>> BEGIN PROVIDED RECORDS

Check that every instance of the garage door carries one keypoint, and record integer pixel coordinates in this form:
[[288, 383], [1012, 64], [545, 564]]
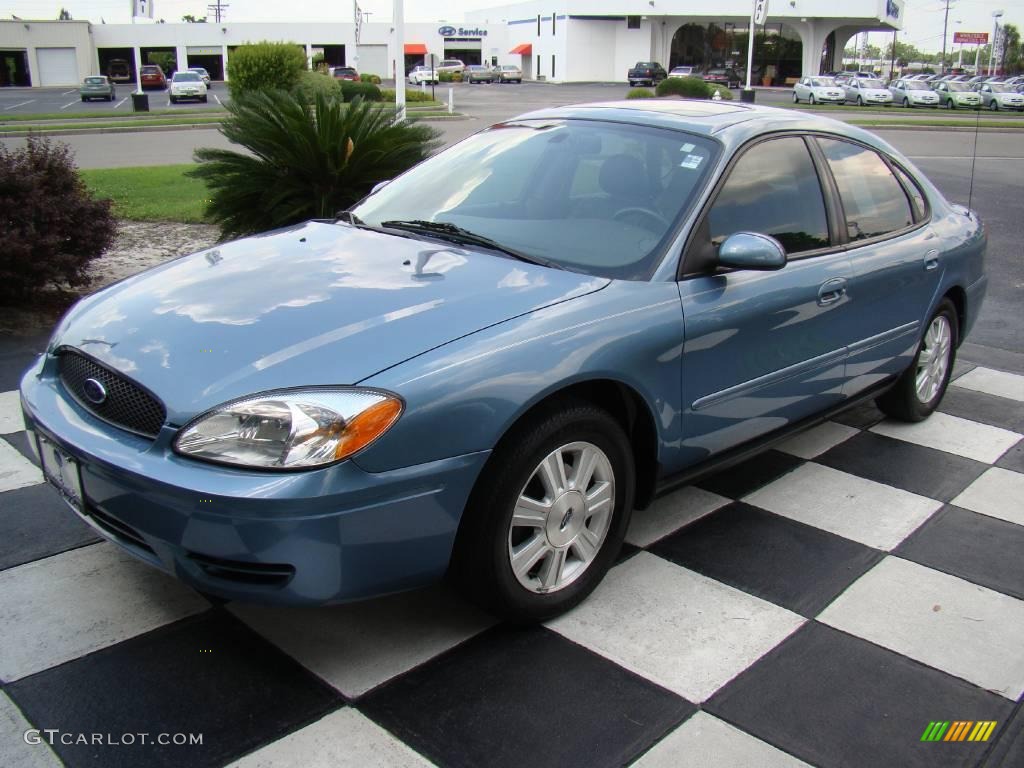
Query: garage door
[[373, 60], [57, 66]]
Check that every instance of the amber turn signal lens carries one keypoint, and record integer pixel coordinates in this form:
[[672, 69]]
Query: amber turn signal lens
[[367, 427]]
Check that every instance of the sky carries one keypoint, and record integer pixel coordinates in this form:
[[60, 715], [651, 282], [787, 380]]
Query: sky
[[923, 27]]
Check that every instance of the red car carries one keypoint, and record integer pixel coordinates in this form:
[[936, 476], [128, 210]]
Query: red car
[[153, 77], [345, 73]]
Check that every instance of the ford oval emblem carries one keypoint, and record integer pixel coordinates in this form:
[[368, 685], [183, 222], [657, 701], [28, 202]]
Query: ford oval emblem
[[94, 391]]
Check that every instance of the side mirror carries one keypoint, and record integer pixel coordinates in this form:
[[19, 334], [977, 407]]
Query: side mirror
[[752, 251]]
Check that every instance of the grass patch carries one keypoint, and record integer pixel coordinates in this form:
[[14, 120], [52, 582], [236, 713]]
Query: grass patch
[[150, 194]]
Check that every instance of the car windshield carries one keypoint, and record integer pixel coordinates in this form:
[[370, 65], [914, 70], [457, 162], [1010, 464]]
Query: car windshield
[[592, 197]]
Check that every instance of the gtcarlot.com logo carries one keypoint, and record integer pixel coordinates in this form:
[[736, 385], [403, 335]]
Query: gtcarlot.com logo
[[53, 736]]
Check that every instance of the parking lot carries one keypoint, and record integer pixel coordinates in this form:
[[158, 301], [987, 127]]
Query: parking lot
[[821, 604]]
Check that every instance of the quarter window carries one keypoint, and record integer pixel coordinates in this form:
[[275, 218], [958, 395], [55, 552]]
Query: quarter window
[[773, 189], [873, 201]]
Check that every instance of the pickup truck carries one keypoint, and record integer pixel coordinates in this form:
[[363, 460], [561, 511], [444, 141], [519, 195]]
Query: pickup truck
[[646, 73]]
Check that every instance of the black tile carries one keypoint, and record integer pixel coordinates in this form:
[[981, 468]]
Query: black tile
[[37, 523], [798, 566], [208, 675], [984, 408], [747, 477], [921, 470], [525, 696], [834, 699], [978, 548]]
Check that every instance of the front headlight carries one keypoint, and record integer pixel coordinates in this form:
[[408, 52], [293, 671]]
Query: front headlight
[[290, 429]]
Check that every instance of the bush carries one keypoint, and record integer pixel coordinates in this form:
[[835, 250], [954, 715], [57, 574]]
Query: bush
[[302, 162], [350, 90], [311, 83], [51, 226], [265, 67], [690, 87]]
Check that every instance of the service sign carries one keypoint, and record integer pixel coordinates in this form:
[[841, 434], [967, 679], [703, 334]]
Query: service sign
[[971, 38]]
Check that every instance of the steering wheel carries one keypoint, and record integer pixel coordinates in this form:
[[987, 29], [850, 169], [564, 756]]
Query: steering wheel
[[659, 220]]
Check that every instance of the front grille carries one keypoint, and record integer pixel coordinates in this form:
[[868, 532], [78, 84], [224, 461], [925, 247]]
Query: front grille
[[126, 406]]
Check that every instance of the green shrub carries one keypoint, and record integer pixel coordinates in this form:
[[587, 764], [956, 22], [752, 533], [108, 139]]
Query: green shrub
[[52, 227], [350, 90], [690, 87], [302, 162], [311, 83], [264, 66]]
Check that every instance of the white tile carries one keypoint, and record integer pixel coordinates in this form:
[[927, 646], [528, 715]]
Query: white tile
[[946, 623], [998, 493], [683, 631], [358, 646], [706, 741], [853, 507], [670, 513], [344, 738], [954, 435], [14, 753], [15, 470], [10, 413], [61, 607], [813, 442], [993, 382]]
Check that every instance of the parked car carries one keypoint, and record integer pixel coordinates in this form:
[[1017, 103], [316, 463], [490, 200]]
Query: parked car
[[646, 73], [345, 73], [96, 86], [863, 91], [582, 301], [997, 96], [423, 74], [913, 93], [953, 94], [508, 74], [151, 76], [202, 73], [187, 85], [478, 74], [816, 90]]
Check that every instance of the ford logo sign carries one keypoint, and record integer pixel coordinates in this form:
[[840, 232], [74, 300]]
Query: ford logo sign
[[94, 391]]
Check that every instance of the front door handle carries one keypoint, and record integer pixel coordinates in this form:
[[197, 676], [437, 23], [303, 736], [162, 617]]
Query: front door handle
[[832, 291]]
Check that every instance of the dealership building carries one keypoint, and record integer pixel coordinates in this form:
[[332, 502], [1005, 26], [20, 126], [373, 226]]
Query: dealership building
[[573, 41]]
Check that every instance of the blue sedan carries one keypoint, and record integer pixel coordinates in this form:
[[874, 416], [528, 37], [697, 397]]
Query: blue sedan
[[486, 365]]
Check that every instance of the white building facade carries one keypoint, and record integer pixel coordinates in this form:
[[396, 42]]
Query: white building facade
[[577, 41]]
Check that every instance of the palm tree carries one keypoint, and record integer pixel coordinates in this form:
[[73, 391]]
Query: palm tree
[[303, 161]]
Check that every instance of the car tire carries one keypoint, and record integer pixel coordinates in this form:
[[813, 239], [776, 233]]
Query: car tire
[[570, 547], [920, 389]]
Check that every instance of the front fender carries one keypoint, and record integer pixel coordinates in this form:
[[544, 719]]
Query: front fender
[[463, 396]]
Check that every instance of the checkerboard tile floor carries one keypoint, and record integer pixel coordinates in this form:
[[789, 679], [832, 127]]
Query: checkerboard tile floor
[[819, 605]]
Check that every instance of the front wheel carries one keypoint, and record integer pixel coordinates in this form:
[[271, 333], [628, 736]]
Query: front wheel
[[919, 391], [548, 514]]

>> END PROVIDED RECORDS
>> BEGIN PROVIDED RECORDS

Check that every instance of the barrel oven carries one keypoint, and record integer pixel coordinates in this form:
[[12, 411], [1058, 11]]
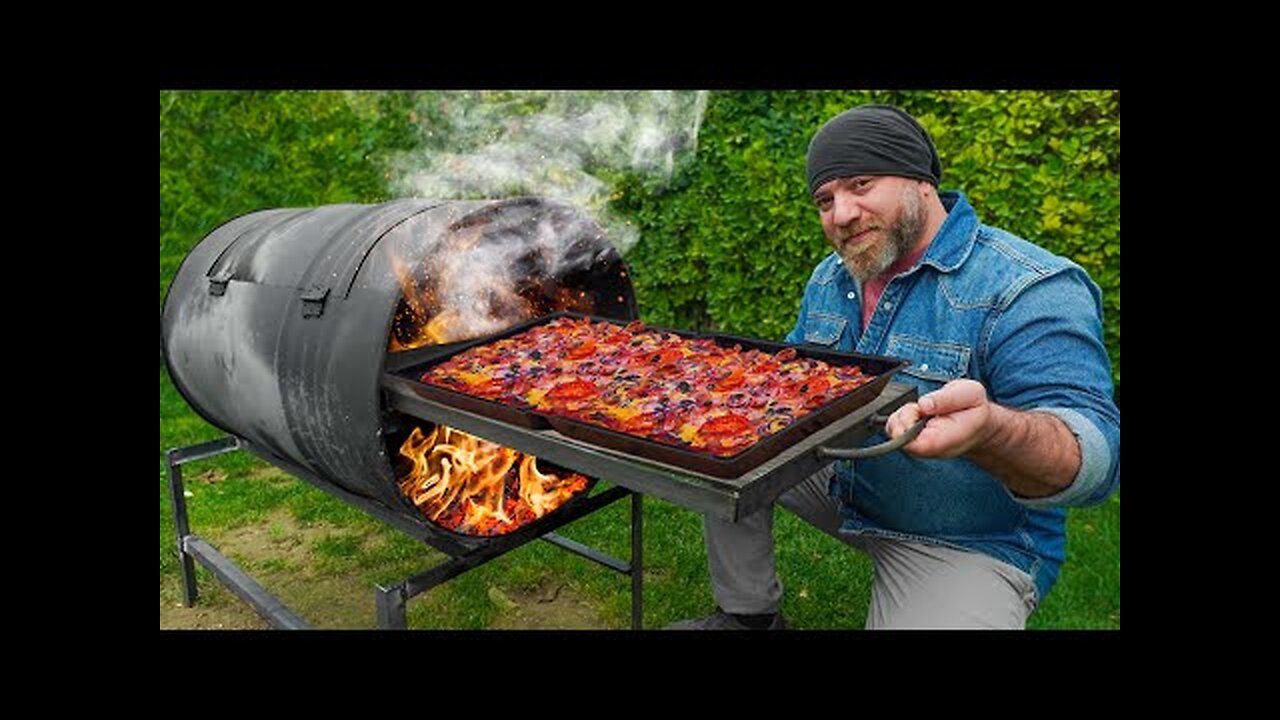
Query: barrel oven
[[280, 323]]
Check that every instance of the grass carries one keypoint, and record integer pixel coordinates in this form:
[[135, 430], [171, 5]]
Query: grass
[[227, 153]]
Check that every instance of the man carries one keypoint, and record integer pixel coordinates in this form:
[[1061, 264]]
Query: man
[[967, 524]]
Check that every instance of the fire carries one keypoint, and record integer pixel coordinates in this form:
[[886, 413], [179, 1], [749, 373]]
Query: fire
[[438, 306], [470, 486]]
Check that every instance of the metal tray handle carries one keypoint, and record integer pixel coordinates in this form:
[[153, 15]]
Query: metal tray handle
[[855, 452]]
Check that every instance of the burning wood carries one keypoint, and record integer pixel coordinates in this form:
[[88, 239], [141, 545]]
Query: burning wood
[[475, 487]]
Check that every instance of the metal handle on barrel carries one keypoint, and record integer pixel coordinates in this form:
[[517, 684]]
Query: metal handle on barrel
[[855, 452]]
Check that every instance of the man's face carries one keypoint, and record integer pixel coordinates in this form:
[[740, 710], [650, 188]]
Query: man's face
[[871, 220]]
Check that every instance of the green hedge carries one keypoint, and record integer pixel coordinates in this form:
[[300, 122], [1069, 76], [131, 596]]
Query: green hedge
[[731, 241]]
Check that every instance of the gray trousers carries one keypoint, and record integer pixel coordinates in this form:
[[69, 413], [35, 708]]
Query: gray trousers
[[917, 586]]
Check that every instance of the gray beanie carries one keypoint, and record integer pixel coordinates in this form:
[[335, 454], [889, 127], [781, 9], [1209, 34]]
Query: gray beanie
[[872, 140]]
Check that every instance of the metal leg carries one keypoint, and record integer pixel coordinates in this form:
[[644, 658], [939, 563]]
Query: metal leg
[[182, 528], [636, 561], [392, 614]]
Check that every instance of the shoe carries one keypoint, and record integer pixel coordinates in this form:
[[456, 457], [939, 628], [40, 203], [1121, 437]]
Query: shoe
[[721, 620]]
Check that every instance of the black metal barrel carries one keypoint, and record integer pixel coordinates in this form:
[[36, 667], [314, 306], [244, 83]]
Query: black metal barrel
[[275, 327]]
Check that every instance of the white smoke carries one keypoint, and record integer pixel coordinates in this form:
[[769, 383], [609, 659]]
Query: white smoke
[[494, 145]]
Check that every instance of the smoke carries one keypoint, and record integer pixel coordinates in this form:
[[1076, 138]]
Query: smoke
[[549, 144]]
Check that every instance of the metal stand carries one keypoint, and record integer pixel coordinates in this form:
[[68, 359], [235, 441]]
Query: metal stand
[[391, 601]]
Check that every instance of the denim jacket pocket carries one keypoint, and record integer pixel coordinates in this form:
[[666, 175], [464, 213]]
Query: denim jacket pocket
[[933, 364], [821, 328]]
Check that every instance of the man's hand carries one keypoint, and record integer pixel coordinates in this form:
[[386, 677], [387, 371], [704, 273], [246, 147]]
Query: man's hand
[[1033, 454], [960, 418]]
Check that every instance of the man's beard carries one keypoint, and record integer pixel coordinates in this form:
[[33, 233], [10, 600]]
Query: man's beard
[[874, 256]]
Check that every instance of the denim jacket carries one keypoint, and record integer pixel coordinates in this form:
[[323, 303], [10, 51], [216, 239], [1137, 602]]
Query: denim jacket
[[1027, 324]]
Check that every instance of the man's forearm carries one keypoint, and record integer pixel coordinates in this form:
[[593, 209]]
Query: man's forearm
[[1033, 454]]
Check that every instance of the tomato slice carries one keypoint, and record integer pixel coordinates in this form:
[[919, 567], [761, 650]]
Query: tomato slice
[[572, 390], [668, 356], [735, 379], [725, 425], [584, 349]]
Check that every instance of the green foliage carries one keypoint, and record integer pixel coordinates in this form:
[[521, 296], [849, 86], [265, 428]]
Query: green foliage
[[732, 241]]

>> END PROVIDED RECORDS

Can you rewrite the stretch from the line containing "Check that every instance of the front door" through the line containing "[[919, 391], [548, 514]]", swapping "palm tree" for "potted palm" and leaving everything else unchanged?

» EXPECTED ANSWER
Check that every instance of the front door handle carries one keypoint, and record integer pixel coordinates in this form:
[[197, 676], [437, 23], [303, 736], [162, 617]]
Query: front door handle
[[832, 291]]
Check that every instance of the dealership building carries one keypoint, and record integer pixel coordinates in this form:
[[332, 502], [1005, 26], [20, 126], [373, 226]]
Query: dealership building
[[573, 41]]
Check that every instance of the blue sedan carries one keypoint, and record integer pixel coordinates in this form:
[[874, 416], [528, 37], [697, 397]]
Query: blue sedan
[[486, 365]]
Check that every instance of the white building facade carries one keypoint, and record integer pixel coordinates in this form:
[[396, 42]]
Query: white building facade
[[577, 41]]
Check that every instance of the potted palm carries one keypoint, and record integer pixel coordinates in this form:
[[73, 391]]
Query: potted palm
[[303, 161]]
Check that every instance of the car tire carries one keypoint, and record integer pixel coordinates in this form:
[[813, 239], [776, 233]]
Query: car tire
[[570, 547], [920, 389]]
Check that every instance of the front fender carries one keypoint, and record integer pixel coordinates in this form:
[[544, 719]]
Query: front fender
[[463, 396]]
Check that every instance of the checkerboard tile floor carries one keypoint, and record integer pixel coordinates in this form:
[[789, 679], [832, 127]]
Query: checkerboard tile floor
[[819, 605]]
Check that every instance of the front wheel carries one keypoint, and record integer pixel coordinates in this form:
[[271, 333], [628, 736]]
Query: front wheel
[[919, 391], [548, 514]]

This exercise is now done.